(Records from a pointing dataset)
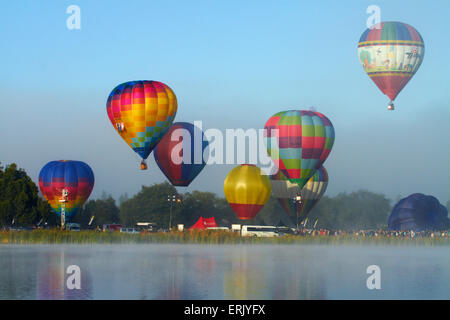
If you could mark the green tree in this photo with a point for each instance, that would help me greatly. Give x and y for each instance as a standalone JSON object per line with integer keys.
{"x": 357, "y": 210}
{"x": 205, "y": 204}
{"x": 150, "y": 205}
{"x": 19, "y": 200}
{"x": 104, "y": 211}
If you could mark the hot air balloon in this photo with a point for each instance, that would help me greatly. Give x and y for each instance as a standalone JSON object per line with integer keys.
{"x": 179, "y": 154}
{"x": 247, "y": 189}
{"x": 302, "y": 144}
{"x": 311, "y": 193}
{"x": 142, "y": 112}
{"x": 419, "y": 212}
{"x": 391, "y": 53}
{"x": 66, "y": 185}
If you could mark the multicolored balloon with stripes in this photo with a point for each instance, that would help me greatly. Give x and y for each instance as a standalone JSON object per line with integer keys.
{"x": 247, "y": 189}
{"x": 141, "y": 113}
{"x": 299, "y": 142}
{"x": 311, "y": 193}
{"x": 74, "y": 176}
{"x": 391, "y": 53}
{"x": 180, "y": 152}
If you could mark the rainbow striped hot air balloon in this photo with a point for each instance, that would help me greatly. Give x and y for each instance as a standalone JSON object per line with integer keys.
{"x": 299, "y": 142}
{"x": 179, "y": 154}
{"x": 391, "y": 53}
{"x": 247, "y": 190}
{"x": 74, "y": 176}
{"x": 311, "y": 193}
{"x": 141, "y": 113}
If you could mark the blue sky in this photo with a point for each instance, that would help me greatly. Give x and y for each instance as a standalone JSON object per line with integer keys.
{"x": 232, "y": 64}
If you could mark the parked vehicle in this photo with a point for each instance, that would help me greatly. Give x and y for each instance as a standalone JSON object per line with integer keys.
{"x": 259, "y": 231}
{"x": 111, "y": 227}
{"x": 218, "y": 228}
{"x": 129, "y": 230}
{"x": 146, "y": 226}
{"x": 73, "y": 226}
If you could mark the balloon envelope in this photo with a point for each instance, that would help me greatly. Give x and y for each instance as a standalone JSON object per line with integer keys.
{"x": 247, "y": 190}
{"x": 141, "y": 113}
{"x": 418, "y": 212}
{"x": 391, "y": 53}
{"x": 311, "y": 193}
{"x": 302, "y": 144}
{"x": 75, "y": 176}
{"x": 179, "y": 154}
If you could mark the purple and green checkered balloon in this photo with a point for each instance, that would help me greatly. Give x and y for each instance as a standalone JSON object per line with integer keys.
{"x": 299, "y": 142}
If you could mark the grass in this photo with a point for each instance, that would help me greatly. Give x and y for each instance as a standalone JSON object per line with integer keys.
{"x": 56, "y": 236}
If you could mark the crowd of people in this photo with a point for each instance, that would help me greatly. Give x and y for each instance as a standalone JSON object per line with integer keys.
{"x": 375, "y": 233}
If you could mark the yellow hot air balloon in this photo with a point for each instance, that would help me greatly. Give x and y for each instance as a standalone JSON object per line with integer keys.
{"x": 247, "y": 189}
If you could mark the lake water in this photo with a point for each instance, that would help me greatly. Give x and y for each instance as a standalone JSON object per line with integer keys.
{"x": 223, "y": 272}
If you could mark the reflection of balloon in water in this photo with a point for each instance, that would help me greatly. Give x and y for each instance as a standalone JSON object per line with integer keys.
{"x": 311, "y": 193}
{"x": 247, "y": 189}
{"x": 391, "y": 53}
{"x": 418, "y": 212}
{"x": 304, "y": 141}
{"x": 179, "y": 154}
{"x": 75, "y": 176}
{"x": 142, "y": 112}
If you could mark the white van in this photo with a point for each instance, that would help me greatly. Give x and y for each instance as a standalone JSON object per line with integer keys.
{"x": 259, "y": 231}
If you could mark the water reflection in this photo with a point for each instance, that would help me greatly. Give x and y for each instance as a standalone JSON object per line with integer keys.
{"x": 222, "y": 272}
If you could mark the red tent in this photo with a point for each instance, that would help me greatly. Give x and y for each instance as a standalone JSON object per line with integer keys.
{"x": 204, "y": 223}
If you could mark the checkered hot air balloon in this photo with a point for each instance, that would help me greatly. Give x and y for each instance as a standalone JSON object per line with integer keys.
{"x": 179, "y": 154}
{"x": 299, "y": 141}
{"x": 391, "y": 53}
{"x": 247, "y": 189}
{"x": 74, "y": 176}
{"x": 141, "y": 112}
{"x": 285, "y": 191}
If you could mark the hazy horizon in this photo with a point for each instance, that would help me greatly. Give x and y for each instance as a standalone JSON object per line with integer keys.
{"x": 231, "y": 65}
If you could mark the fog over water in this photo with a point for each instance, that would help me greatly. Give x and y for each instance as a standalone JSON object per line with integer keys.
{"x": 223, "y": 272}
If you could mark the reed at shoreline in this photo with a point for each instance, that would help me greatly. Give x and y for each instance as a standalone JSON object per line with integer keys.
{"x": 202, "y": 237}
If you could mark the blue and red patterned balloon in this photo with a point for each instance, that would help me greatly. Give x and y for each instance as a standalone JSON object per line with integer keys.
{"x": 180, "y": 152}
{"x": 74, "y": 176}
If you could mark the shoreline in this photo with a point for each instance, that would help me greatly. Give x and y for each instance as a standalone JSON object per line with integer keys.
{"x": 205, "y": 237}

...

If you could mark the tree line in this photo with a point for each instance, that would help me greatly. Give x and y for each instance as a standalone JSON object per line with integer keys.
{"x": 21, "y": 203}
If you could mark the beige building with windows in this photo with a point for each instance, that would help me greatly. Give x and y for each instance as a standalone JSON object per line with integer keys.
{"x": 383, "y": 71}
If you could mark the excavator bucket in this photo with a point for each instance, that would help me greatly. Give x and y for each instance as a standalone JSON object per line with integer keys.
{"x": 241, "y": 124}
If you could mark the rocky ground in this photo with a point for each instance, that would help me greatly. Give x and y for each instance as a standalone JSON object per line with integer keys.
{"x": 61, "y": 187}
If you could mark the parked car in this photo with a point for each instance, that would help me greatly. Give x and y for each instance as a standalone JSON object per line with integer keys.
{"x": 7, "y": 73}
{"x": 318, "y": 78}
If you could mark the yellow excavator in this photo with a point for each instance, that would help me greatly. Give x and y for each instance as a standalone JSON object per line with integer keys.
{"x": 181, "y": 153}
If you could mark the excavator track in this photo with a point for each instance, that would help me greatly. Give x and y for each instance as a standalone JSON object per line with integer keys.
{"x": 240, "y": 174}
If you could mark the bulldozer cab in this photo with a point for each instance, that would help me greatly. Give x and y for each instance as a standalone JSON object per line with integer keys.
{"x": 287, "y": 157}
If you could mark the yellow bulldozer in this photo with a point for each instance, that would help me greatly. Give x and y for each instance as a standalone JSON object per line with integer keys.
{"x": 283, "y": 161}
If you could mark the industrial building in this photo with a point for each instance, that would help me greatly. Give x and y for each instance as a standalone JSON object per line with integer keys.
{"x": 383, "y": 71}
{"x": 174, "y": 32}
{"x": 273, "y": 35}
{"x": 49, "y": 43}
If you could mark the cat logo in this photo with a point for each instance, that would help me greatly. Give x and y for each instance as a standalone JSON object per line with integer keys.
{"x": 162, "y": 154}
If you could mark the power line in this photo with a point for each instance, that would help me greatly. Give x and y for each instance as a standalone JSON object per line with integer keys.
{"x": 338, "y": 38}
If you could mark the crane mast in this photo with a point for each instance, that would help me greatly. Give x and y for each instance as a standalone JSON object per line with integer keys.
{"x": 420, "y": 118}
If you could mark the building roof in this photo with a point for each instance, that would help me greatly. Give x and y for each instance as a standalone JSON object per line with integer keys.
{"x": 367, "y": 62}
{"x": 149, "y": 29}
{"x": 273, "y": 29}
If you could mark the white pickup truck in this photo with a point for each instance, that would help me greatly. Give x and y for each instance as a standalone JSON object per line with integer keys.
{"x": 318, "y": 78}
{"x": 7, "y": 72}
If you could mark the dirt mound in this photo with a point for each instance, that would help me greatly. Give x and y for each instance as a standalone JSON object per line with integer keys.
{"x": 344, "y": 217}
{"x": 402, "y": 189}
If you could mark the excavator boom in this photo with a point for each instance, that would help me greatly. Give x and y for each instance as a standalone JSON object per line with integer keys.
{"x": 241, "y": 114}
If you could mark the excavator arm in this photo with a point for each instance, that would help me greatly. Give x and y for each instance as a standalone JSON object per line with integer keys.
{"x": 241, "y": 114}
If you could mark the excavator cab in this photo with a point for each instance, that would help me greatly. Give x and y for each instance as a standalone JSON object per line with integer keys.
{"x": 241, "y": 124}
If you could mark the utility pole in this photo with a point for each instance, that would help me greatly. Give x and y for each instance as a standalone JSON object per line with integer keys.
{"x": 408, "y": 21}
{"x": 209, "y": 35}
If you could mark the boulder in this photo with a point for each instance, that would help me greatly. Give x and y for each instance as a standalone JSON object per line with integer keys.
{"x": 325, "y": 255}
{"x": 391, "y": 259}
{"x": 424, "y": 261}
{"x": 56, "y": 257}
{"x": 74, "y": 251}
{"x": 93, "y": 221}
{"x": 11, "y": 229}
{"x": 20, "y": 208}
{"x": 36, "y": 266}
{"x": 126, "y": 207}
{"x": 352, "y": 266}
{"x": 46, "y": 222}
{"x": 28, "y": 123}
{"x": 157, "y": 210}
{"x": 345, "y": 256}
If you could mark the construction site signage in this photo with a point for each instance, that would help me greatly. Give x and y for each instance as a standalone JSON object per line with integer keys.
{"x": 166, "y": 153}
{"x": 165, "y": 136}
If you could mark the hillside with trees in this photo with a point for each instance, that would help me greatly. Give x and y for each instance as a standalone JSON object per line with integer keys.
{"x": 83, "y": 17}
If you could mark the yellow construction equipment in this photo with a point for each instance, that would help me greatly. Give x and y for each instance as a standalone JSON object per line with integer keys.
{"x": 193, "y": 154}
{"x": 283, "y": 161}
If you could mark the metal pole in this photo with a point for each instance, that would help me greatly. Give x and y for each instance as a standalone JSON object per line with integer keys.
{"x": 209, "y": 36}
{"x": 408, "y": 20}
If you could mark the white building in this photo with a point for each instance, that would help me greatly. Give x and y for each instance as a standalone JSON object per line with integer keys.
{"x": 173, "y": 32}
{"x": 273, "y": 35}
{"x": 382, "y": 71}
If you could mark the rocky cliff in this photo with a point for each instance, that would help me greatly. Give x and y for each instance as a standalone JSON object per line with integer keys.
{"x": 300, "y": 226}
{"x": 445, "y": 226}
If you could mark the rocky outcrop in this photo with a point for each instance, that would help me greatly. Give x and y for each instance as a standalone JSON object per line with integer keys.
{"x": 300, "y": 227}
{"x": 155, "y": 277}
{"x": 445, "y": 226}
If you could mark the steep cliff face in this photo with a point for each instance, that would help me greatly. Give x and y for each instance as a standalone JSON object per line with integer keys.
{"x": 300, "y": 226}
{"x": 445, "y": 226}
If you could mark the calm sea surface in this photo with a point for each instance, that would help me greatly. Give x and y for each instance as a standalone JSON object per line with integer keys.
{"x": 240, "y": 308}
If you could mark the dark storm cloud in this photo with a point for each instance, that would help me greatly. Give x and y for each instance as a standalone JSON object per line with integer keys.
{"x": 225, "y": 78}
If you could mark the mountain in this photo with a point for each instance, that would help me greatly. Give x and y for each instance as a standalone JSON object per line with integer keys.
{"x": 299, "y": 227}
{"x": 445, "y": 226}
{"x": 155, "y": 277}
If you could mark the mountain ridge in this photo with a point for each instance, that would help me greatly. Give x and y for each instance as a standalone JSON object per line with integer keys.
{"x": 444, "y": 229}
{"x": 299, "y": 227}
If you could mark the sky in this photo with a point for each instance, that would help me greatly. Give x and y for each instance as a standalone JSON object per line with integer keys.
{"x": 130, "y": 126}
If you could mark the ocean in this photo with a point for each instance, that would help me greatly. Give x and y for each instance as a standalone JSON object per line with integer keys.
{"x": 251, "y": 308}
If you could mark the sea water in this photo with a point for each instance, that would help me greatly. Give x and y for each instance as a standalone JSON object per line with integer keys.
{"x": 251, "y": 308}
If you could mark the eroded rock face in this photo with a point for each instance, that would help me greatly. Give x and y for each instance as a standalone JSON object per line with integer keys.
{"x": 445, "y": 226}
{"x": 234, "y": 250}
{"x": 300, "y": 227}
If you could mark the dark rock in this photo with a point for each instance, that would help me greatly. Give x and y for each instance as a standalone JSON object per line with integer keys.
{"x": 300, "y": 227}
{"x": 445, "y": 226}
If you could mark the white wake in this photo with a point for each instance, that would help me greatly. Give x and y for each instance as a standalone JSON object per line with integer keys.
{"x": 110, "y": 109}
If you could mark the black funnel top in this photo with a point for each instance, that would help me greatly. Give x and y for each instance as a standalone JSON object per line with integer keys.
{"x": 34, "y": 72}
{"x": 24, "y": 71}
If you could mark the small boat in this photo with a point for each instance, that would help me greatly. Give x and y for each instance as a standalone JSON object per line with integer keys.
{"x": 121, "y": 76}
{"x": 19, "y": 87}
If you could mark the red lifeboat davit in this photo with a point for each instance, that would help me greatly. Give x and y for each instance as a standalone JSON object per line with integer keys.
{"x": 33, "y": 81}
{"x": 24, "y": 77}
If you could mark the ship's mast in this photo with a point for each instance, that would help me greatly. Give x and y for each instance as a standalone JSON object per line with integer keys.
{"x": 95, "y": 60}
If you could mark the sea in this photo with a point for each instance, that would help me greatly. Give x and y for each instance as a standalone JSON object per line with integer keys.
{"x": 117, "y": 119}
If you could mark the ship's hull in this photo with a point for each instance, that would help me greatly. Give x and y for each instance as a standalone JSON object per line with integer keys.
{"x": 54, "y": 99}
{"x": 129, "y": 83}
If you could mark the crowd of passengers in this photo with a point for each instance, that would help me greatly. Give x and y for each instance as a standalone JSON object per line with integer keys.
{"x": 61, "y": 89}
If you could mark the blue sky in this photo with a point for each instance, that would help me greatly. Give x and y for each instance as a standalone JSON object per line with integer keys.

▶ _Problem requirements_: Select every line in the items above that contains the string "ship", and copy each one out in full.

▶ _Output for this task_:
If you could mark the ship's mast in this photo with a point for each instance, that would help me greatly. Give x and y for each instance as a standalone JSON object per line with integer keys.
If you could mark the ship's hull in this photo with a point for each instance, that would help me greatly. Give x and y for each instance as a standalone JSON object per line with integer keys.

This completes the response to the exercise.